CCeMMP Seminar Series Dr Max Clabbers – Sept 2023
Recent Advances in Microcrystal Electron Diffraction
Membrane protein crystallography, direct electron detection, and ab initio phasing
Structure determination in membrane protein crystallography is often hampered by failed crystallization attempts that can be notoriously difficult and typically require the use of highly viscous lipidic mesophases to facilitate crystallization by mimicking the native lipid bilayer. This complicates sample handling, the crystals often are only very small, and they are difficult to locate and access from the crystallization matrix they are embedded in. MicroED is a cryo-EM method suitable for structure determination of small microcrystals that are beyond the reach of conventional X-ray crystallography. Here, we demonstrate that fluorescently labeled crystals of a G protein-coupled receptor (GPCR) grown in lipidic cubic phase (LCP) can successfully be localized and machined into thin lamellae using plasma FIB and scanning electron microscopy (pFIB/SEM) with an integrated fluorescence light microscopy (iFLM) module. High-quality MicroED data were collected using electron counting on a direct electron detector, resolving the structure of the human adenosine receptor and revealing the bound ligand. Optimizing the sample preparation was key in deriving a structural model, as well as improvements made in both data quality and resolution employing direct electron detection. Electron counting data collection was feasible after significantly lowering the exposure to ensure a linear response of the camera and minimize coincidence loss. Furthermore, electron counting enabled ab initio phasing of two macromolecular structures, triclinic lysozyme at 0.87 Å and proteinase K at 1.5 Å resolution, and allowed visualization of individual hydrogen atom positions at sub-atomic resolution. Taken together, these advances in MicroED methods open up a new path for routine high-quality structure determination of difficult to crystallize membrane proteins and create novel opportunities for drug discovery.
Dr. Max Clabbers
Howard Hughes Medical Institute
Department of Biological Chemistry
David Geffen School of Medicine

• _DATA EXTRACT_
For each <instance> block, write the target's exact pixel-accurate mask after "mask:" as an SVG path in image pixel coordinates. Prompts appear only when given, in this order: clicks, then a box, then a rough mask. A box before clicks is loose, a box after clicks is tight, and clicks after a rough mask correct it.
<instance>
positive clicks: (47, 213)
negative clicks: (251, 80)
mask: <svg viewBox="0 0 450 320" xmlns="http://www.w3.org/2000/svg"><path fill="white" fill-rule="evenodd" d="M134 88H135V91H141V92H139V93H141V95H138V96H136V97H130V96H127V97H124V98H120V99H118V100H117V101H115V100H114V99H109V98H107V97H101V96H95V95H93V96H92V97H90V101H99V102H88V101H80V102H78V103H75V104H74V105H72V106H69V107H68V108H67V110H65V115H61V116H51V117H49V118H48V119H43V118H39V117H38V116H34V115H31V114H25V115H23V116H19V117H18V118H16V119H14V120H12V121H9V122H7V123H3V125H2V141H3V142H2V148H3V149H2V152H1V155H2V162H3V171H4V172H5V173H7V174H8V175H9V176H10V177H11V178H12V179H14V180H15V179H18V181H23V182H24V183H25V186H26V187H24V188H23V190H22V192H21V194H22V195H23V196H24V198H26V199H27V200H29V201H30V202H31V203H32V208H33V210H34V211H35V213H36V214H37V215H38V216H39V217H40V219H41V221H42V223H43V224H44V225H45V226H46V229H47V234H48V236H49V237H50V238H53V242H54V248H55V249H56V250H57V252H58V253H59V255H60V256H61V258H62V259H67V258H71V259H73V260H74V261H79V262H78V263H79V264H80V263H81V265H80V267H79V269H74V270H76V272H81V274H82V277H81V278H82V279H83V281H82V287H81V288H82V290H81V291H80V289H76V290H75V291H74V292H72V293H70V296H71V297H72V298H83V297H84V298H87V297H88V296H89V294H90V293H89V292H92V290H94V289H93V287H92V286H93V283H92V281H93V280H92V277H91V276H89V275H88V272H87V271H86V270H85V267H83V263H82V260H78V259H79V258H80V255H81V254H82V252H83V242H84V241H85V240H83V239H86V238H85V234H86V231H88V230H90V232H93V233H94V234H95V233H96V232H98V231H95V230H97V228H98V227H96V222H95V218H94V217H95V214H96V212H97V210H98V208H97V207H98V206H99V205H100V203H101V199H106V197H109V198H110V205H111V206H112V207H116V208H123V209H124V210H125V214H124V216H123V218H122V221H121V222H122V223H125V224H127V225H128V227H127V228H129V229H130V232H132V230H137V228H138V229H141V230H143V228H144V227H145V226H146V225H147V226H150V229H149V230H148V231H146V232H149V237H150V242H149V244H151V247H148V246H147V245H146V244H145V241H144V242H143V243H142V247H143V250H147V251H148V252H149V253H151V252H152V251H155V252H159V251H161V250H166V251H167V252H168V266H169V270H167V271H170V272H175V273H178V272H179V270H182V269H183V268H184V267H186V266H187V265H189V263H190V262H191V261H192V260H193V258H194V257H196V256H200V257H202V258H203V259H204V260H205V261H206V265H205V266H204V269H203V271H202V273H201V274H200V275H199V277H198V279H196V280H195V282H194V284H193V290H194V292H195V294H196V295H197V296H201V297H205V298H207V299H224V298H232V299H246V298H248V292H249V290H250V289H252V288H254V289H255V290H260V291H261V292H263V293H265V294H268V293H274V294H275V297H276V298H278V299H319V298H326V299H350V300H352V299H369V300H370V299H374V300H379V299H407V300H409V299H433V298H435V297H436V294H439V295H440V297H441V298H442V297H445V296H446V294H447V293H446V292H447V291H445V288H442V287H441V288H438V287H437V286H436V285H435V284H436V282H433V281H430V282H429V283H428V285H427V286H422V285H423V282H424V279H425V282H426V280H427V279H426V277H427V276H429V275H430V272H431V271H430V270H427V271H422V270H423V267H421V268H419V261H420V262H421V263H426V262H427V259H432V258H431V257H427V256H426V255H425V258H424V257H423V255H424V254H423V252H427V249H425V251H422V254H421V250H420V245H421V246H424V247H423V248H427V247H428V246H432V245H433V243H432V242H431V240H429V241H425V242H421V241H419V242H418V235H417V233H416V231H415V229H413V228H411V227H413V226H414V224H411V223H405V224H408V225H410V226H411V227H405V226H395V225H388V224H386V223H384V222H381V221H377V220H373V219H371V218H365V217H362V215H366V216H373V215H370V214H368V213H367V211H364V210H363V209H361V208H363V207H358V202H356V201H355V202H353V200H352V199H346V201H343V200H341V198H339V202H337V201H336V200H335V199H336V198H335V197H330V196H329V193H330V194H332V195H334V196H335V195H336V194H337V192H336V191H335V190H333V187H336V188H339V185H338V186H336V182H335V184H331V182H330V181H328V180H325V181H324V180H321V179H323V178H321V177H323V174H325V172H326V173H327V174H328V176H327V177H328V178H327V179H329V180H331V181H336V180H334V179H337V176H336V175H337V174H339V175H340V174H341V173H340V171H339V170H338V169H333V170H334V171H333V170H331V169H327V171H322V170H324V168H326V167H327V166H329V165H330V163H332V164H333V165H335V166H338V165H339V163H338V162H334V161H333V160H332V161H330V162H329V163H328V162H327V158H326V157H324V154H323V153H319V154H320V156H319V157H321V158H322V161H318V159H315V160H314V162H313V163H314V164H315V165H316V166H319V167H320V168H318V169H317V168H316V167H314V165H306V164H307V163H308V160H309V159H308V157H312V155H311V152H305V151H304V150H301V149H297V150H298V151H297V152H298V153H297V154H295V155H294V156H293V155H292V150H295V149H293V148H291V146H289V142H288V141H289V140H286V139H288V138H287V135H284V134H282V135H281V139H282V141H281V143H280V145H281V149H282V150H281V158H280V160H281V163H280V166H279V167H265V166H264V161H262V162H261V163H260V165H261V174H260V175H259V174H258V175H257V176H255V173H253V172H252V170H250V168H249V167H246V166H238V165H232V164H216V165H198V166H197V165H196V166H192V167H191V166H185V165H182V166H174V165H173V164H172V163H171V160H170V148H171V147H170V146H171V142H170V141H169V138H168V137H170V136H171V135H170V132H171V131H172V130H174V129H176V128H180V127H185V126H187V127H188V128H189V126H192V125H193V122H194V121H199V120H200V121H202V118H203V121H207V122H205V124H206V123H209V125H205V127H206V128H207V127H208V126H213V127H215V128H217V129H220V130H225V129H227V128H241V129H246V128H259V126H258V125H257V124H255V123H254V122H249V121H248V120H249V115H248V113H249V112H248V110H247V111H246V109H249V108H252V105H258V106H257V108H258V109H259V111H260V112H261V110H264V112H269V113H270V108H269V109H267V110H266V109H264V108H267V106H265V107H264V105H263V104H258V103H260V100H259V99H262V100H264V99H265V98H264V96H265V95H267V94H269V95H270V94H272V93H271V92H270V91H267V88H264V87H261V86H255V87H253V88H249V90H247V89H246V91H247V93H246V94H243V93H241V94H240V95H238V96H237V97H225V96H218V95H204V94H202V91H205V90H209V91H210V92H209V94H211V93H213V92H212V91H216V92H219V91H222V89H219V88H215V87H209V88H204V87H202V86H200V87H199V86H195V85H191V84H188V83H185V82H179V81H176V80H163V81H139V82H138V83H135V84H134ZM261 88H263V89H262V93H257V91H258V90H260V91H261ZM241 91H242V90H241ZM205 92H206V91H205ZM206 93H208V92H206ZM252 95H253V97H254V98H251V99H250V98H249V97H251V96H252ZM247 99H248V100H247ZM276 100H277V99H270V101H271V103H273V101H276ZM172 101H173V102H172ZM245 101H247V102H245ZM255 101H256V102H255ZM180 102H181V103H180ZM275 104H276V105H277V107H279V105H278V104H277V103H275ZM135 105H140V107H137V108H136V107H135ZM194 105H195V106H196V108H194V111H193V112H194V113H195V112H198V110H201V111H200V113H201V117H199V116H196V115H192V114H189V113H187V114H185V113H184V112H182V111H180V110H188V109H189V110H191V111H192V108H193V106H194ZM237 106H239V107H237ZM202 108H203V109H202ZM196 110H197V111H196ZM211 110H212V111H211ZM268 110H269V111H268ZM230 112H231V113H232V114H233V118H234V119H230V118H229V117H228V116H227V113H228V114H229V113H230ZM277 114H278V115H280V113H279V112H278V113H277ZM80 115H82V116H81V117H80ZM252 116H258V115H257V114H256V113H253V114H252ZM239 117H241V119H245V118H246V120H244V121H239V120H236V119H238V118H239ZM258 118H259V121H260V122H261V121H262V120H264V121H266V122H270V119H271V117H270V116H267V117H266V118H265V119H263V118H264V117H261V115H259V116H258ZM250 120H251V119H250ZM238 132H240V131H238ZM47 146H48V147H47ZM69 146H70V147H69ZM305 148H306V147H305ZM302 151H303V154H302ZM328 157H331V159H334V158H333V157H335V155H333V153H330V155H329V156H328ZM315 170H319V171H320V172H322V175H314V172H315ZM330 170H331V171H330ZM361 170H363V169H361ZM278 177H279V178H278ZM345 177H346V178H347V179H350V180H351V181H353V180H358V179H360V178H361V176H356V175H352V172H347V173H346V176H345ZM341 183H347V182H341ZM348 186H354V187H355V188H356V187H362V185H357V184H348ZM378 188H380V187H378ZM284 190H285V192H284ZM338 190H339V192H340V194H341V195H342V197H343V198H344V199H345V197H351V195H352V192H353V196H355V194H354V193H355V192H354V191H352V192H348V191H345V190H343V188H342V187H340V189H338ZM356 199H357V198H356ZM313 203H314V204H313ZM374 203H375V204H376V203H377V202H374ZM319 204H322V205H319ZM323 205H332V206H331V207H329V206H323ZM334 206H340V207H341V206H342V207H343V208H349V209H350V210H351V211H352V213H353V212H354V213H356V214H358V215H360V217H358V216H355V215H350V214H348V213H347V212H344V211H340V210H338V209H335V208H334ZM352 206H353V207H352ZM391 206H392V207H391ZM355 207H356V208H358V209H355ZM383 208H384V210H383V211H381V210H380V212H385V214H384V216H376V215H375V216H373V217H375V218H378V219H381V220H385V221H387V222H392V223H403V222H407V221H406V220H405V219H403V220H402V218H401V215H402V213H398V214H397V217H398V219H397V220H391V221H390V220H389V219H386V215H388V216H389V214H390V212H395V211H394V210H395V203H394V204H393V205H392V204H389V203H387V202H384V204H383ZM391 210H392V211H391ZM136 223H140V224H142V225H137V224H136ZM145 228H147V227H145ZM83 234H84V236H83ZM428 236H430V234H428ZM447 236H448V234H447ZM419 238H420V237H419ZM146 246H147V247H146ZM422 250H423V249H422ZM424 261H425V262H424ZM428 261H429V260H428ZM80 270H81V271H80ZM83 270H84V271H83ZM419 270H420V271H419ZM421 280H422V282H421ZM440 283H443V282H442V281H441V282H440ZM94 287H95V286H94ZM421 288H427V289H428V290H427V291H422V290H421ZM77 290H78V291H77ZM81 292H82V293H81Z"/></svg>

• _LIST OF TASKS_
[A] In the seminar page, at what resolution was proteinase K phased ab initio?
[B] List every institution or department given for Dr. Max Clabbers in the seminar page.

• _TASK-BY-TASK ANSWERS_
[A] 1.5 Å

[B]
Howard Hughes Medical Institute
Department of Biological Chemistry
David Geffen School of Medicine